> Text shown:
┄┄┄┄┄┄┄┄┄┄┄┄┄┄┄┄┄┄┄┄
I spend the next week soaking the tamarind seeds, begging for them to sprout. I dream of a magical tamarind forest of resistance growing in my backyard- the immigrant urban farmer’s very own American dream. The seeds grow a fuzzy coat, they wrinkle up, they turn the water I’ve soaked them in a mucky and ominous green, they refuse to sprout. I come home to them every night, slipping off my backpack, dropping my clipper card onto my bed, and rushing to check on their progress- my spirits flagging as over a week of marching, chanting myself hoarse, and sleepwalking through emergency resistance meetings, I realize that my romantic dream of the tamarind trees that grew from the anxious night that Trump won the presidency will probably go unfulfilled.
The Friday night that finally I throw out the seeds, the girl I’ve been chatting with on Tinder comes over, we hit it off and so begins the most dramatic relationship of my millennial soap opera. Falling in love in the limbo of awaiting Trump’s commencement is a haunted thing- doomed to fail, clinging on to each other anyhow, the intensity of it all almost comical. I drink more over the next three months than ever before- post-work beers putting me to sleep better than resistance meetings ever will.
The Muslim Ban is announced and at this point I’m straight up unraveling. One night, I wake up at 3am dreaming of tamarind seeds again. I begin counting all the delicious foods that I grew up eating that have tamarind in them until I can fall asleep again- I count Lakshmi’s prawn curry, I count the tamarind candies on Jet Airways flights, I count the date tamarind chutney for pani puris, I count Neema Tai’s patrel. Counting sheep, diaspora edition.
I find myself roaming the aisles of Vik’s more Saturdays than not, my car turning into the empty parking lot effortlessly, leading me there as if by accident. I find myself touching and impulse buying whatever feels familiar. My pantry is suddenly full of papads and bottles of hing I will never need. I buy huge quantities of frozen tamarind, intending on making enough tamarind date chutney to smother all my fears under, to pani puri away the loss. The package of tamarind stays unopened and slowly covers in freezer frost.
┄┄┄┄┄┄┄┄┄┄┄┄┄┄┄┄┄┄┄┄
> Stored rows:
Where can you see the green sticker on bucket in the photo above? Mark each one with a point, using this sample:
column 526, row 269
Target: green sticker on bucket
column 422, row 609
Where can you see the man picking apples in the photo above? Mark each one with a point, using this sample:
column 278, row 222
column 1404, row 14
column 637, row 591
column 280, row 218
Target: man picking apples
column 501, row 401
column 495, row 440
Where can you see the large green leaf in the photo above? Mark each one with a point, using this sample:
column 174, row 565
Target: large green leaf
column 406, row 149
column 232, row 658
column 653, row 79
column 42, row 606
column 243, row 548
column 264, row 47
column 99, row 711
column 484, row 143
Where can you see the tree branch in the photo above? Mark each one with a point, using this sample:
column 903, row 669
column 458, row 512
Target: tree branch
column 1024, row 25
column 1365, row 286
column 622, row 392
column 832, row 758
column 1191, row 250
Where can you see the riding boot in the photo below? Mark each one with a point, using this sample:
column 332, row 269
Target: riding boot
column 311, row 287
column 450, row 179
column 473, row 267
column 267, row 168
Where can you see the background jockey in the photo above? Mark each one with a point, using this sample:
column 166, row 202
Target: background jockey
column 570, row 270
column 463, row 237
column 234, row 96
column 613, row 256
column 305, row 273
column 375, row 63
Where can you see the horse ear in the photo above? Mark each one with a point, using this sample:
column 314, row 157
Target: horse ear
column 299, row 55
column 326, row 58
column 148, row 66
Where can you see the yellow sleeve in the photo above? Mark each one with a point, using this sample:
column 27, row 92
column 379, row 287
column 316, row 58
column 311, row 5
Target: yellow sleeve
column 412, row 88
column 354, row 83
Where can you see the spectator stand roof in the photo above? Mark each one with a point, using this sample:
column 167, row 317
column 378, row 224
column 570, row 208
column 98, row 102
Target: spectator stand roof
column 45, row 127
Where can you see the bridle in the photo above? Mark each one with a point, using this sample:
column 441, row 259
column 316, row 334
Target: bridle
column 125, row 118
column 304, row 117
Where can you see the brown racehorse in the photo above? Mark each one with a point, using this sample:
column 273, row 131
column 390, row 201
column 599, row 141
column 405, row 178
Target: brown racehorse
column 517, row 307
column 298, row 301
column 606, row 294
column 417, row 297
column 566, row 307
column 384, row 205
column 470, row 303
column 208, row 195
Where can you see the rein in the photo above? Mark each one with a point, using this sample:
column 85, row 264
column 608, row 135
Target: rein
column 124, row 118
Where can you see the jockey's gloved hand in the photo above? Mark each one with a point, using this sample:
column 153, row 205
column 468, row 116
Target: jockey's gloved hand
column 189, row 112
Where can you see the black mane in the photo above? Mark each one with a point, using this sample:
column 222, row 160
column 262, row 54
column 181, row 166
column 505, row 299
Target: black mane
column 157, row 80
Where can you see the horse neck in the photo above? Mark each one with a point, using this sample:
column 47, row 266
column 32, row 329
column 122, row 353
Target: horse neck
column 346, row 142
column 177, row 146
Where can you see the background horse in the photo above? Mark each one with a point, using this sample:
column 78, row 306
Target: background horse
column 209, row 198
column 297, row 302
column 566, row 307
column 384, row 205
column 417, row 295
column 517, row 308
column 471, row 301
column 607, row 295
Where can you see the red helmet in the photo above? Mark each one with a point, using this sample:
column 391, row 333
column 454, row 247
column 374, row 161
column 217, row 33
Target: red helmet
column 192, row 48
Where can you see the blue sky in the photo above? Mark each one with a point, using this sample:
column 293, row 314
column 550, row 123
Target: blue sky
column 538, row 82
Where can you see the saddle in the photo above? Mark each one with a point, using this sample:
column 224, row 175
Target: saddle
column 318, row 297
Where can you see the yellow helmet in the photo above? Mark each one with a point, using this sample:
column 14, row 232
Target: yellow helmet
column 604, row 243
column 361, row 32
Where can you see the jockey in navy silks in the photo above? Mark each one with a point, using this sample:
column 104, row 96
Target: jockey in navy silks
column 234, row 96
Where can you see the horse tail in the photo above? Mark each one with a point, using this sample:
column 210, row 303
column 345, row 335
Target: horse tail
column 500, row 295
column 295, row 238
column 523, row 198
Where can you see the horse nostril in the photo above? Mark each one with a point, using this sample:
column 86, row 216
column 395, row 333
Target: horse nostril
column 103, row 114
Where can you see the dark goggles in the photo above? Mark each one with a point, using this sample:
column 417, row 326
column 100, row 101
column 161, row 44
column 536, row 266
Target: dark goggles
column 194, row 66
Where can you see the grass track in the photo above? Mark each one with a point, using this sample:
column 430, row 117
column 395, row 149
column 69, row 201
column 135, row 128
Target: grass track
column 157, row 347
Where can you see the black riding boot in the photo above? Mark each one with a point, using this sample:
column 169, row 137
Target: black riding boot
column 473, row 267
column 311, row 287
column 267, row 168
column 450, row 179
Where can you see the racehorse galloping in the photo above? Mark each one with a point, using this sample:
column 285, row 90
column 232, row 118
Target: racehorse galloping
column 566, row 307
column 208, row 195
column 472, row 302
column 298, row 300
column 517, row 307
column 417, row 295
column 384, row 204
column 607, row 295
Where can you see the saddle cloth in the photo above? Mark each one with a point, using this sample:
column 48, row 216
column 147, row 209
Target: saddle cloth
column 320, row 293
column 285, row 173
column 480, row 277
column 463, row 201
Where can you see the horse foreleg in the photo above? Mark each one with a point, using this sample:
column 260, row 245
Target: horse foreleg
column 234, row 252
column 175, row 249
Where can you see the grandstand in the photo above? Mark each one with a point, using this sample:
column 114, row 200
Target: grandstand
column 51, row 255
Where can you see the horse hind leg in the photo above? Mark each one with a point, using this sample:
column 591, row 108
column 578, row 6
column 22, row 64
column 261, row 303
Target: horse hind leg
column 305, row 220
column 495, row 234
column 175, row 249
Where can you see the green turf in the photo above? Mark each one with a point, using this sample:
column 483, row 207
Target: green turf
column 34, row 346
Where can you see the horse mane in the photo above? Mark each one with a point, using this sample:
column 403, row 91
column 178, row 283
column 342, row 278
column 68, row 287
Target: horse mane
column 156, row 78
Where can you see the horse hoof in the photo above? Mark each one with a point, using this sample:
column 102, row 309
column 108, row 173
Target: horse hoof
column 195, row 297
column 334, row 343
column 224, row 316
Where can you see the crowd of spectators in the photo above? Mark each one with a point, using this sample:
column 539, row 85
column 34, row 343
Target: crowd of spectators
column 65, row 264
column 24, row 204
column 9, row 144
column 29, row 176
┄┄┄┄┄┄┄┄┄┄┄┄┄┄┄┄┄┄┄┄
> Request A:
Write out the rows word for word, everything from the line containing "Where can you see the horse hind" down to the line containing "column 34, row 346", including both of those lines.
> Request B:
Continue the essay about the tamarind seeds from where it stops.
The essay and the rows have nothing to do with each other.

> Reply A:
Where can you see the horse hind leg in the photo above? Mark each one with a point, using this sample:
column 591, row 108
column 578, row 6
column 22, row 64
column 261, row 303
Target: horse hind leg
column 305, row 220
column 495, row 234
column 175, row 249
Where can you see the green turf in the photo above? Mark each one with a point, using this sample:
column 483, row 207
Target: green turf
column 34, row 346

> Reply B:
I quit my job and fly home to Mumbai on February 17th 2017. After seven years of living abroad, this is my first one way ticket home. One of the first things I do when I get home is pester Neema Tai, my grandmother’s cook and the woman that fed my entire family, into teaching me how to make patrel- colocassia leaves layered with a spicy, sweet chickpea batter, rolled into a tight burrito, steamed until firm and then toasted in ghee- my most favorite Gujarati farsan.
She hitches up her sari, tied Maharashtrian style between her legs, and begins vigorously mixing a handful of soaked, softened turmeric into a smooth batter- sweet jaggery, sour imli, bright yellow turmeric, a dash of red chili and a base of chickpea flour all coming together in a gorgeous golden froth. The brass mixing bowl clanging against her bangles feels like the sound I’ve been waiting for for years.
I am finally home, and yet, I surprise myself with a wave of homesickness for Oakland. For the frozen tamarind block from Vik’s that I abandoned in the back of my fridge in my rush to pack up my life. For the seeds that never sprouted that probably made it into City Slicker’s compost pile, for the fact that this feeling of cooking in Neema Tai’s kitchen, in the home that I grew up in- everything about this feeling is beautiful and precious and magic, but it will always feel neither here nor there. Every moment of nostalgia for here, will translate into an even deeper nostalgia for there. I left Oakland because my mental health was derailing, because my back was literally broken, and most importantly, because I had lost sight of why I was in America, what idea of home I was even fighting for.
I left America because so many people had told me to go back to where I came from, because I was so guilty of even having the privilege to go home, that I’d forgotten how to say, in six different languages, that this is my home too.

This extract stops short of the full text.